── RECORDS PROVIDED ──
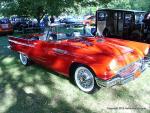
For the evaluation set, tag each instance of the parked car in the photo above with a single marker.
(24, 23)
(71, 21)
(88, 60)
(5, 26)
(89, 20)
(125, 24)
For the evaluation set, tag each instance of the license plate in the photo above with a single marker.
(4, 26)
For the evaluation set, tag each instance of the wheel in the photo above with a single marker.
(24, 59)
(106, 33)
(84, 79)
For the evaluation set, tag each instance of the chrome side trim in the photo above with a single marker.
(16, 42)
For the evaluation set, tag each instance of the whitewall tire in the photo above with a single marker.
(84, 79)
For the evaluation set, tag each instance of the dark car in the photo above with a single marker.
(5, 26)
(71, 21)
(126, 24)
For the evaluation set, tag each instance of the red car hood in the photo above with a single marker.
(95, 46)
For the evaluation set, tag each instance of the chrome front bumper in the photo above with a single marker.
(119, 80)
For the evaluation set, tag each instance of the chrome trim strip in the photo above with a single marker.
(16, 42)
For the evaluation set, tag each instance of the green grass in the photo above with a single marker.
(34, 89)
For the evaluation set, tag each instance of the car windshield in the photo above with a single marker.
(63, 32)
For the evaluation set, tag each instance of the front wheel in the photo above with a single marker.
(84, 79)
(24, 59)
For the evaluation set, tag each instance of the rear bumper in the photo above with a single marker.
(119, 80)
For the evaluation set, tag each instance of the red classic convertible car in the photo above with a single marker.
(90, 61)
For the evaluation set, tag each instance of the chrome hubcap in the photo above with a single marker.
(84, 79)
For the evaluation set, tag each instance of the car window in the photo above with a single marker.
(128, 18)
(139, 18)
(102, 16)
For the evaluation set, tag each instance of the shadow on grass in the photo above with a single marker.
(31, 90)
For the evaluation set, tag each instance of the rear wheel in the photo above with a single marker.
(84, 79)
(24, 59)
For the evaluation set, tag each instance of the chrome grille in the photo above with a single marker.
(131, 68)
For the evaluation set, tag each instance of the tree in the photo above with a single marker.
(38, 8)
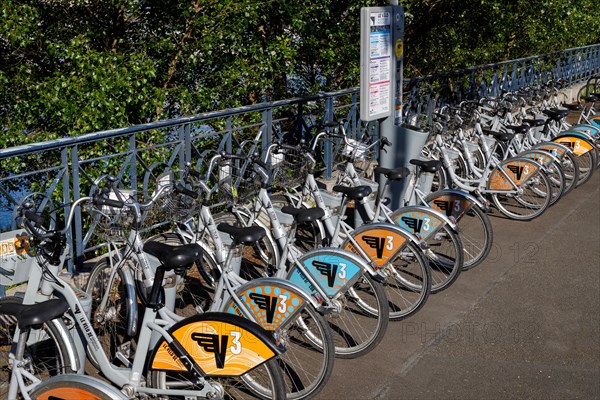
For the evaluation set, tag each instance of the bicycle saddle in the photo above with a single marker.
(502, 136)
(34, 315)
(243, 234)
(518, 128)
(354, 193)
(393, 174)
(427, 166)
(304, 214)
(556, 114)
(172, 257)
(572, 107)
(534, 122)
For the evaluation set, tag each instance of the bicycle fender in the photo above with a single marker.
(555, 148)
(453, 203)
(579, 144)
(333, 270)
(543, 157)
(272, 302)
(520, 169)
(590, 130)
(423, 222)
(220, 344)
(380, 241)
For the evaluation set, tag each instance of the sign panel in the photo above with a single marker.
(376, 50)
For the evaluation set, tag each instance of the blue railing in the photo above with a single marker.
(65, 169)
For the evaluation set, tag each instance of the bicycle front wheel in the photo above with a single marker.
(408, 283)
(360, 319)
(309, 357)
(263, 382)
(46, 355)
(445, 257)
(530, 202)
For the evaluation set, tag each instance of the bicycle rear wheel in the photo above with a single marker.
(48, 356)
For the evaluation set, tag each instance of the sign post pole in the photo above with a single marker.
(382, 55)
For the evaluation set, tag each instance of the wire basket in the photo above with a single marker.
(289, 168)
(236, 181)
(113, 224)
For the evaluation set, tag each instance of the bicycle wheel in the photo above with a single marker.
(445, 257)
(408, 283)
(476, 235)
(557, 180)
(76, 387)
(256, 258)
(47, 357)
(112, 324)
(309, 357)
(360, 319)
(263, 382)
(570, 170)
(530, 202)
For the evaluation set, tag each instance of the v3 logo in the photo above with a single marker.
(267, 303)
(446, 206)
(330, 271)
(416, 224)
(210, 343)
(518, 170)
(379, 243)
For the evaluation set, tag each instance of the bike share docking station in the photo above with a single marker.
(381, 75)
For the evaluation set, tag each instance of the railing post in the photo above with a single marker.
(267, 127)
(78, 225)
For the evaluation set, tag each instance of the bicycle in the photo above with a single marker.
(204, 356)
(228, 292)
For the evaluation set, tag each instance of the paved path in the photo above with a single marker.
(524, 324)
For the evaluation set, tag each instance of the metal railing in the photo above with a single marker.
(66, 169)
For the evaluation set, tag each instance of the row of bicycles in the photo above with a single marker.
(268, 272)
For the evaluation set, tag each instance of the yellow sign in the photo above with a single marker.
(399, 48)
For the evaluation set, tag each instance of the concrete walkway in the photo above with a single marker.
(524, 324)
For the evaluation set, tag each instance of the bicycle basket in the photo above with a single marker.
(236, 181)
(289, 168)
(113, 224)
(177, 207)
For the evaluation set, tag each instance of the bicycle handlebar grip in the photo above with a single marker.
(179, 188)
(103, 201)
(194, 173)
(232, 156)
(32, 216)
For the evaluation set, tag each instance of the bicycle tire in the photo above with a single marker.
(445, 257)
(408, 283)
(527, 206)
(309, 358)
(352, 327)
(76, 387)
(46, 358)
(234, 387)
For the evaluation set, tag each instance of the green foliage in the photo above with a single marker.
(72, 67)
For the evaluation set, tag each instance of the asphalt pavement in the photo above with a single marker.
(524, 324)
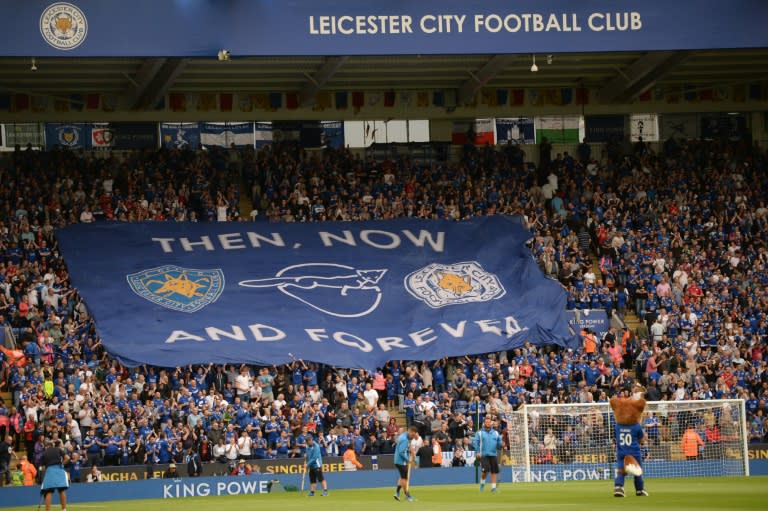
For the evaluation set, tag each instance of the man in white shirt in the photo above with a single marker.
(657, 330)
(371, 396)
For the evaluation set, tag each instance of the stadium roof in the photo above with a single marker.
(617, 76)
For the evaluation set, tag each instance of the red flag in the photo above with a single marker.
(291, 101)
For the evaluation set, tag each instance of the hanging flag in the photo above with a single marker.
(225, 102)
(342, 99)
(263, 134)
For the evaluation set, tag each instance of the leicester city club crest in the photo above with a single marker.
(176, 288)
(68, 136)
(63, 26)
(439, 285)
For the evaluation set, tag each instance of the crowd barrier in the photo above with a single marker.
(260, 485)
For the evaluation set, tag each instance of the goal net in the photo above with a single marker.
(576, 441)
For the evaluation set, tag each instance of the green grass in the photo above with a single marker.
(668, 494)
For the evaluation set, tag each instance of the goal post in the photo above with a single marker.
(565, 442)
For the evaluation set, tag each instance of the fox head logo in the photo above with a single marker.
(456, 284)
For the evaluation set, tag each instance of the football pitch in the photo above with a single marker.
(666, 494)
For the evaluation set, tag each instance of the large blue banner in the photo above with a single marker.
(349, 295)
(224, 134)
(200, 28)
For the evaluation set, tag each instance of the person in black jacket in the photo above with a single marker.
(194, 465)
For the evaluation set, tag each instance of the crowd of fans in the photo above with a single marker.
(679, 236)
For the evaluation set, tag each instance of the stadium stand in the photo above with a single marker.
(674, 240)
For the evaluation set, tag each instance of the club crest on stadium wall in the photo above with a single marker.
(176, 288)
(63, 26)
(68, 136)
(439, 285)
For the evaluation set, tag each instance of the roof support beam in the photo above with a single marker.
(479, 79)
(641, 75)
(316, 82)
(160, 83)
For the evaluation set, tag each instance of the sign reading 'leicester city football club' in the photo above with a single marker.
(351, 295)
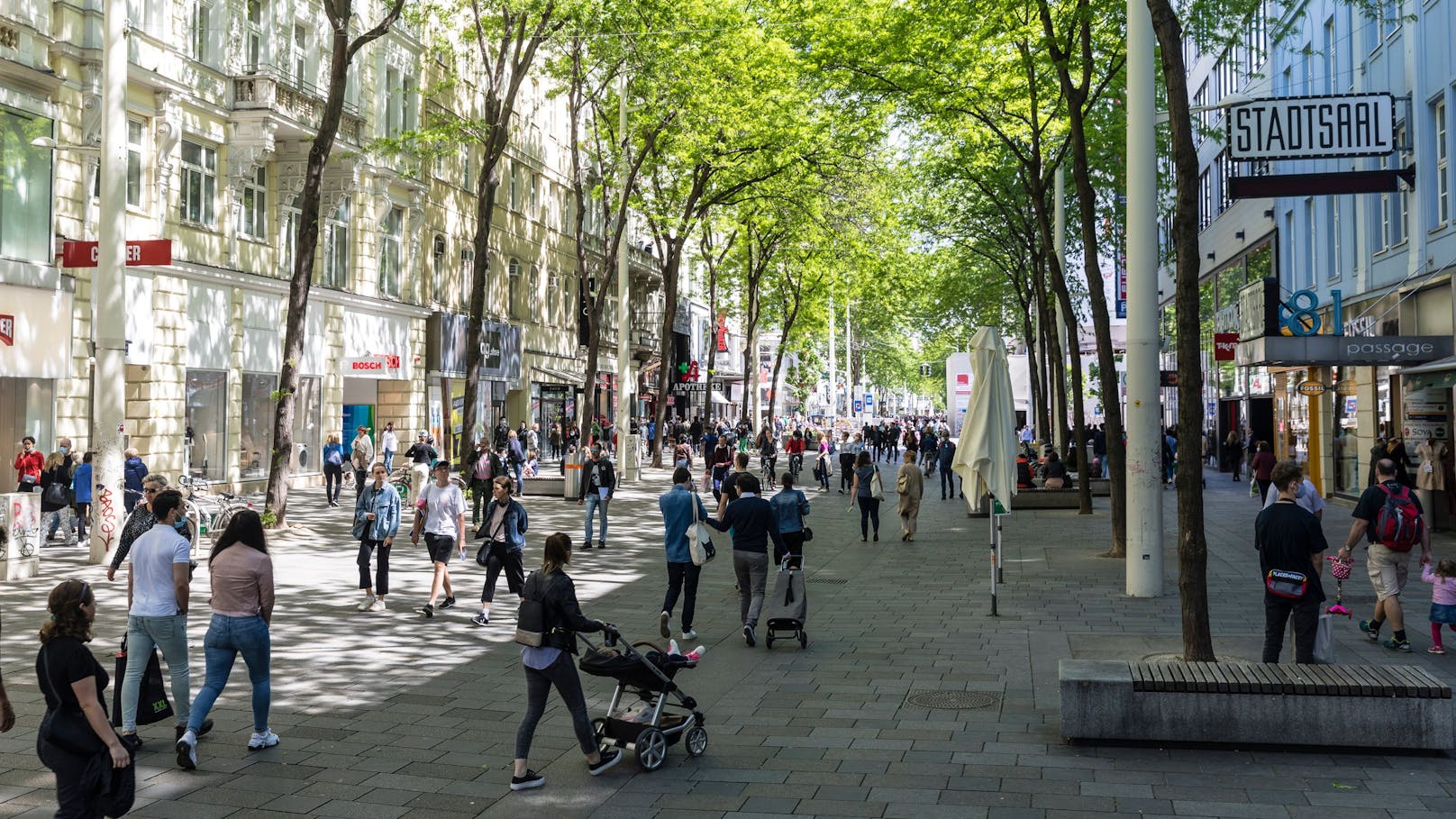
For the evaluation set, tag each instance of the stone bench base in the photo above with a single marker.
(1098, 701)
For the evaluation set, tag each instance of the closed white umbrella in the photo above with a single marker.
(986, 453)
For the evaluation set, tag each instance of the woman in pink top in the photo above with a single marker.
(242, 609)
(1443, 599)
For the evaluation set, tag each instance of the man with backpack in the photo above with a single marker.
(1389, 514)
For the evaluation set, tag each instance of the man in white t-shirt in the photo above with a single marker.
(440, 516)
(1306, 497)
(387, 445)
(158, 582)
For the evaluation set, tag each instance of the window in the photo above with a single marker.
(513, 293)
(198, 34)
(1443, 172)
(337, 247)
(390, 252)
(300, 57)
(198, 184)
(288, 250)
(1314, 241)
(255, 426)
(307, 439)
(252, 216)
(134, 132)
(205, 417)
(255, 35)
(25, 187)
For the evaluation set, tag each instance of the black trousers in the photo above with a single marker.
(682, 578)
(332, 481)
(560, 674)
(1278, 611)
(382, 567)
(77, 793)
(501, 557)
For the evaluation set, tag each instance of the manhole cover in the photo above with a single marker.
(952, 700)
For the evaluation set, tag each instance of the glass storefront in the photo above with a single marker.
(205, 424)
(255, 424)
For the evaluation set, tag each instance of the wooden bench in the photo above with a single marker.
(1252, 703)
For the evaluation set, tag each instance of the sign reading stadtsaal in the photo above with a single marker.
(1309, 127)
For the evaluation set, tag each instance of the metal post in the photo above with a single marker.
(1144, 526)
(110, 295)
(628, 443)
(833, 384)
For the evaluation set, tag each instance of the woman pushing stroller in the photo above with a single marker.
(551, 665)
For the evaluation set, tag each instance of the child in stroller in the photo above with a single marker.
(648, 674)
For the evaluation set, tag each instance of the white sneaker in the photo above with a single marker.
(261, 741)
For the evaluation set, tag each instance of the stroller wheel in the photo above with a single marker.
(696, 741)
(651, 748)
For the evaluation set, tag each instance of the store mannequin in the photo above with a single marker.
(1430, 476)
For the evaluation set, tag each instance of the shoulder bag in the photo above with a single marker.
(699, 542)
(531, 618)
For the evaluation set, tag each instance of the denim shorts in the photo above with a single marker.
(440, 547)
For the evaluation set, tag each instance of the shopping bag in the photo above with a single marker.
(1325, 640)
(151, 703)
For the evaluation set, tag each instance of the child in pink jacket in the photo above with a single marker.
(1443, 599)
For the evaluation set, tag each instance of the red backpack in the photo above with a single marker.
(1398, 525)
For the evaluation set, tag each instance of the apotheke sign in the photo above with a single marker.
(1311, 127)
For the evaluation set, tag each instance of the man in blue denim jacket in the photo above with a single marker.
(680, 507)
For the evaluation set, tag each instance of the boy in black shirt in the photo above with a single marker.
(1292, 547)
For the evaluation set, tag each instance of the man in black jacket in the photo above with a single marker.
(753, 525)
(598, 483)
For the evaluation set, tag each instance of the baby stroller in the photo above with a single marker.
(648, 675)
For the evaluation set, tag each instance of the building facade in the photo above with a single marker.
(1361, 266)
(223, 103)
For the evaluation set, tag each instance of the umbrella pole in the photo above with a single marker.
(995, 563)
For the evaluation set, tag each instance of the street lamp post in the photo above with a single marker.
(1144, 526)
(628, 441)
(108, 293)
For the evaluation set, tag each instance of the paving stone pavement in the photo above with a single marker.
(390, 715)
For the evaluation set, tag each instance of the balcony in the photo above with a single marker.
(295, 108)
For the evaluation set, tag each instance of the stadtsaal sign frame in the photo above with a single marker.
(1312, 127)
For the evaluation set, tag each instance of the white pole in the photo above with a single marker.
(626, 385)
(1144, 526)
(833, 382)
(110, 295)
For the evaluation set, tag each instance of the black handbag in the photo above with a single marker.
(151, 701)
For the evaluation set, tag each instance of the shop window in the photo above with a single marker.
(207, 424)
(25, 187)
(307, 438)
(198, 184)
(258, 407)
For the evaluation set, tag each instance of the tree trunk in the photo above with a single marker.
(307, 243)
(1193, 547)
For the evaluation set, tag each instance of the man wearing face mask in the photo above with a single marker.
(1305, 496)
(158, 585)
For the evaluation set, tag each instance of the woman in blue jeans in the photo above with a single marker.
(242, 608)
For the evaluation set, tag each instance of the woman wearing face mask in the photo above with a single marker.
(141, 521)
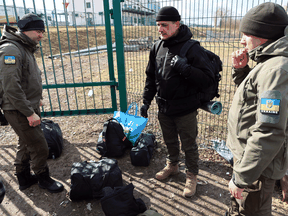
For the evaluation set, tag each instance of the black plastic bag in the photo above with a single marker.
(53, 136)
(112, 141)
(121, 202)
(142, 153)
(89, 178)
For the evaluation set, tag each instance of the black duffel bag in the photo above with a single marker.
(89, 178)
(120, 201)
(112, 141)
(142, 153)
(53, 136)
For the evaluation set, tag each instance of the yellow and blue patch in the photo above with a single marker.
(271, 106)
(9, 60)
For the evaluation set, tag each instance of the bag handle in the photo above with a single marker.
(131, 105)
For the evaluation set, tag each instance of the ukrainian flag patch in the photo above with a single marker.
(9, 60)
(271, 106)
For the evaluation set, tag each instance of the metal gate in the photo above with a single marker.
(77, 55)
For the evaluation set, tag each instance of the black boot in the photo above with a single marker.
(46, 182)
(26, 179)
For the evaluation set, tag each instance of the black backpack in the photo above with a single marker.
(142, 152)
(120, 201)
(213, 91)
(112, 141)
(53, 136)
(89, 178)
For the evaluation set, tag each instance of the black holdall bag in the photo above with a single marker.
(120, 201)
(89, 178)
(112, 141)
(53, 136)
(141, 154)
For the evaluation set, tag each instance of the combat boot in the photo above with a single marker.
(168, 170)
(26, 179)
(190, 186)
(46, 182)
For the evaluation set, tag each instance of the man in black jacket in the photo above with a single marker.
(177, 82)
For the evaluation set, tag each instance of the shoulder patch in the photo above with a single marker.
(270, 107)
(9, 60)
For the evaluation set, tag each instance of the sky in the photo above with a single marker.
───
Each line from the one with "For the evaluation set, tag each instance of the black holdall" through the last line of the records must be written out word for word. Include nothing else.

### OUTPUT FOR THIS TASK
For the evaluation set, tag each instance of the black holdall bag in the photo above with a single marker.
(120, 201)
(89, 178)
(112, 141)
(53, 136)
(141, 154)
For the evaluation set, tag each instance of the combat boot in the photo above with a single marker.
(168, 170)
(26, 179)
(190, 186)
(46, 182)
For the evaluation set, tag each instance of the man in black jacket in the photo above with a single marker.
(177, 82)
For the evaluation set, tag each instance of the shoulder patch in the photo above with a single marker.
(270, 107)
(9, 60)
For the evaluation set, tag each instance of the sky in the photo above with a single marker.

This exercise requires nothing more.